__WORK TO COMPLETE__
Print all of the data below, line for line, without changing a single character.

__EXTRACTED DATA__
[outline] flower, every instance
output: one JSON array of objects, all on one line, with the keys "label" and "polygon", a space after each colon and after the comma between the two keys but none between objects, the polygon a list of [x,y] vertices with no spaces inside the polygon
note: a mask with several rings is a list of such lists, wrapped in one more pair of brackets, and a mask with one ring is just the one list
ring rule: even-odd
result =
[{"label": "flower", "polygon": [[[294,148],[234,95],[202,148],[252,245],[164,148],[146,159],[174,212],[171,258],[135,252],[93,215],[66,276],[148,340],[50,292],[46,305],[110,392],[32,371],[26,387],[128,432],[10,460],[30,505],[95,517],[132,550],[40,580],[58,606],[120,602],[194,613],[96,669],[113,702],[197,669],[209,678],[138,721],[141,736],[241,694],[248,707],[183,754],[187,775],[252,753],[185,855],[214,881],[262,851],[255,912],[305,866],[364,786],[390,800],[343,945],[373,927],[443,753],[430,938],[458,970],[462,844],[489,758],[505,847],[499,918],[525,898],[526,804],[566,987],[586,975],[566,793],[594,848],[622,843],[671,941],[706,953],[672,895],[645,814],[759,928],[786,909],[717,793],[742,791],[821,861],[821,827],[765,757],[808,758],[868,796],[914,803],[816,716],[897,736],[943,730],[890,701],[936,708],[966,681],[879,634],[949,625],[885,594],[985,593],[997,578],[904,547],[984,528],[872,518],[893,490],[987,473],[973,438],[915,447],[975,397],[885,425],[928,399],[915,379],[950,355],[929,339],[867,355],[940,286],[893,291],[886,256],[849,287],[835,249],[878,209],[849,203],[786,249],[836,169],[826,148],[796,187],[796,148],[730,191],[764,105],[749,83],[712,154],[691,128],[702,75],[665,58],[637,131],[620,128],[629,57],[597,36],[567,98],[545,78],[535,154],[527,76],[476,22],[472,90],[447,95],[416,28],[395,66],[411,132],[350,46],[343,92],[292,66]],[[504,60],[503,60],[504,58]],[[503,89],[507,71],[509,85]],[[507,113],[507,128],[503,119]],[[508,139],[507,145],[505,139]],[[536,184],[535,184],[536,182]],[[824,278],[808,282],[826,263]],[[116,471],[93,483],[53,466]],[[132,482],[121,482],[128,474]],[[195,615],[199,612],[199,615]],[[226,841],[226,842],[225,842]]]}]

__SOLUTION FOR THIS EXERCISE__
[outline] flower, every instance
output: one JSON array of objects, all on one line, with the keys "label" and "polygon", a space after each colon and after the comma between the two keys but none between objects, the polygon a list of [x,y] vertices with no spaces inside the polygon
note: a mask with several rings is a list of such lists, wrapped in one more pair of brackets, and a mask with one ring is just the one list
ring rule: even-odd
result =
[{"label": "flower", "polygon": [[[294,148],[234,95],[202,148],[252,245],[164,148],[146,159],[174,212],[171,258],[135,252],[93,215],[66,276],[148,340],[50,292],[46,305],[110,392],[32,371],[26,387],[128,432],[10,460],[30,505],[95,517],[132,550],[40,580],[58,606],[120,602],[194,613],[96,669],[113,702],[197,669],[209,678],[138,721],[141,736],[241,694],[248,707],[183,754],[187,775],[252,753],[185,855],[214,881],[262,851],[255,912],[305,866],[364,786],[390,800],[343,945],[373,927],[443,753],[430,938],[458,970],[462,844],[489,758],[505,847],[499,918],[525,898],[526,804],[566,987],[586,975],[566,793],[594,848],[622,843],[671,941],[706,953],[672,895],[645,814],[759,928],[786,909],[717,793],[742,791],[821,861],[821,827],[765,757],[808,758],[868,796],[914,803],[816,716],[897,736],[943,730],[890,701],[936,708],[966,681],[879,634],[949,625],[885,594],[985,593],[997,578],[904,547],[984,528],[872,518],[893,490],[987,473],[973,438],[915,447],[975,397],[885,425],[928,399],[915,379],[950,355],[929,339],[867,355],[940,286],[893,291],[886,256],[849,287],[835,249],[878,209],[849,203],[786,249],[836,169],[826,148],[796,187],[796,148],[730,191],[764,105],[749,83],[712,154],[691,128],[702,75],[665,58],[637,131],[620,128],[629,57],[597,36],[567,98],[545,78],[535,154],[527,76],[476,22],[472,90],[447,95],[416,28],[395,66],[411,132],[350,46],[343,92],[292,66]],[[504,60],[503,60],[504,58]],[[503,89],[507,71],[509,85]],[[507,113],[507,128],[503,119]],[[508,139],[507,145],[505,139]],[[536,184],[535,184],[536,182]],[[824,278],[808,282],[826,263]],[[116,471],[93,483],[53,466]],[[132,482],[121,482],[128,474]],[[195,615],[199,612],[199,615]],[[226,841],[226,842],[225,842]]]}]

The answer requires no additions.